TASK TO CARRY OUT: The entries that follow should be written out exactly.

===== TASK MATERIAL

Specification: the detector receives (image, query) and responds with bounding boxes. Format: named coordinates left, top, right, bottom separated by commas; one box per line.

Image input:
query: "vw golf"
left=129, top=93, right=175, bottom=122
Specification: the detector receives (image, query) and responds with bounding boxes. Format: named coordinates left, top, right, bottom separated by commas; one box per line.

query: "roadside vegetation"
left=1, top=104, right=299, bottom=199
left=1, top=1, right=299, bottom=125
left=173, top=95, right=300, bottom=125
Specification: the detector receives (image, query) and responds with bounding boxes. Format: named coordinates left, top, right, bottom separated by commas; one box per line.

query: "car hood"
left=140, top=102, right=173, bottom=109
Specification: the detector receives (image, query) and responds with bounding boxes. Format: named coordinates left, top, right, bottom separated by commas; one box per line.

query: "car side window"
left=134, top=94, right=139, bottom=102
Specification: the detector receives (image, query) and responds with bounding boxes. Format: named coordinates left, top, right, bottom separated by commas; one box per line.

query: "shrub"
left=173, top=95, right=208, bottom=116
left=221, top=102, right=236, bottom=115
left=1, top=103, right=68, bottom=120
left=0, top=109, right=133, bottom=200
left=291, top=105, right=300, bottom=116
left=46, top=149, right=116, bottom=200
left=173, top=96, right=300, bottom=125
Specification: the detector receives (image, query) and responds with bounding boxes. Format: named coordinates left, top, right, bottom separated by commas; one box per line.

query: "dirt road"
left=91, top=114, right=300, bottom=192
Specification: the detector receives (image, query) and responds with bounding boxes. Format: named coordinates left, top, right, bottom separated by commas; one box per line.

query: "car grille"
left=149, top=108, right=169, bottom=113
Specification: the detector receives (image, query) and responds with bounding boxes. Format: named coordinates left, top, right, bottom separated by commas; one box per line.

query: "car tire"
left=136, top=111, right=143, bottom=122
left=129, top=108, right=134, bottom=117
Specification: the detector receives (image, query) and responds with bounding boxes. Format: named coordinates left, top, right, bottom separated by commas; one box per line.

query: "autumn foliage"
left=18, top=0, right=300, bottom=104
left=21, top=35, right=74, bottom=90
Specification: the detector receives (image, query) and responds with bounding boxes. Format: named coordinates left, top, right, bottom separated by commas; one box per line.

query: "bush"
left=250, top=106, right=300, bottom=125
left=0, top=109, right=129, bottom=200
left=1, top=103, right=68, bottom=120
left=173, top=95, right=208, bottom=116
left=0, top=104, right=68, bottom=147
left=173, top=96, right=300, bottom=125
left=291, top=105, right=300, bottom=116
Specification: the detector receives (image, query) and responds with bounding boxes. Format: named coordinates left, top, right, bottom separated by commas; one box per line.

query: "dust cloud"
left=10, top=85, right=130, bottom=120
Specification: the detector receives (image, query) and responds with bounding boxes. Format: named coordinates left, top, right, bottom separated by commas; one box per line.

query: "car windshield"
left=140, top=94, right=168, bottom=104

==========

REPLY TO THE TASK:
Specification: the detector receives (image, query) and responds with bounding boxes. Format: named coordinates left, top, right, bottom separated by commas; one box per line.

Image input:
query: "vw golf"
left=129, top=93, right=175, bottom=122
Specification: the detector receives (image, query) and responds with bounding boxes. Format: named coordinates left, top, right, bottom separated by commas; one box per line.

query: "roadside vegetation"
left=1, top=104, right=299, bottom=199
left=1, top=1, right=299, bottom=125
left=173, top=95, right=300, bottom=125
Specification: the detector receives (image, query) and responds with bounding boxes. Format: named coordinates left, top, right, bottom separated by commas; one box per line.

query: "car hood"
left=140, top=102, right=173, bottom=109
Specification: the detector receives (image, query) and responds with bounding boxes. Format: named coordinates left, top, right, bottom separated by commas; one box per line.

query: "car side window"
left=134, top=94, right=139, bottom=102
Specification: the detector receives (image, query) and responds with bounding boxes. Format: named coordinates left, top, right, bottom separated by commas; one box per line.

query: "shrub"
left=173, top=95, right=208, bottom=116
left=221, top=102, right=236, bottom=115
left=1, top=103, right=68, bottom=120
left=0, top=109, right=133, bottom=200
left=291, top=105, right=300, bottom=116
left=46, top=149, right=116, bottom=200
left=173, top=96, right=300, bottom=125
Specification: the detector receives (image, query) and responds with bounding boxes. Format: named coordinates left, top, right, bottom separated by commas; one box per line.

query: "dirt road"
left=91, top=114, right=300, bottom=192
Specification: the detector receives (image, query) and responds with bounding boxes. Format: named coordinates left, top, right, bottom separated by commas; one box per line.

query: "car grille"
left=149, top=108, right=169, bottom=113
Specification: the detector receives (image, query) and responds with bounding boxes. Format: named coordinates left, top, right, bottom separated by commas; one box per line.

query: "car tire"
left=136, top=111, right=143, bottom=122
left=129, top=108, right=134, bottom=117
Specification: the detector receives (image, query) and responds with bounding boxes. Format: named coordinates left, top, right, bottom separated by commas; one box per line.

query: "autumn foliage"
left=18, top=0, right=300, bottom=104
left=21, top=35, right=74, bottom=90
Specification: the detector receives (image, query) and responds with bounding boxes. Format: named coordinates left, top, right, bottom separated by commas; one box per line.

query: "bush"
left=250, top=106, right=300, bottom=125
left=0, top=109, right=129, bottom=200
left=1, top=103, right=68, bottom=120
left=173, top=95, right=208, bottom=116
left=0, top=104, right=68, bottom=147
left=173, top=96, right=300, bottom=125
left=291, top=105, right=300, bottom=116
Specification: the detector receives (image, query) and responds with bounding boxes. Format: named coordinates left, top, right, bottom separated by commas; one box per line.

query: "dust cloud"
left=10, top=85, right=130, bottom=120
Specification: the detector receives (image, query) and responds with bounding boxes. Format: named coordinates left, top, right, bottom separated by commas; one box per line.

query: "car windshield"
left=140, top=94, right=168, bottom=104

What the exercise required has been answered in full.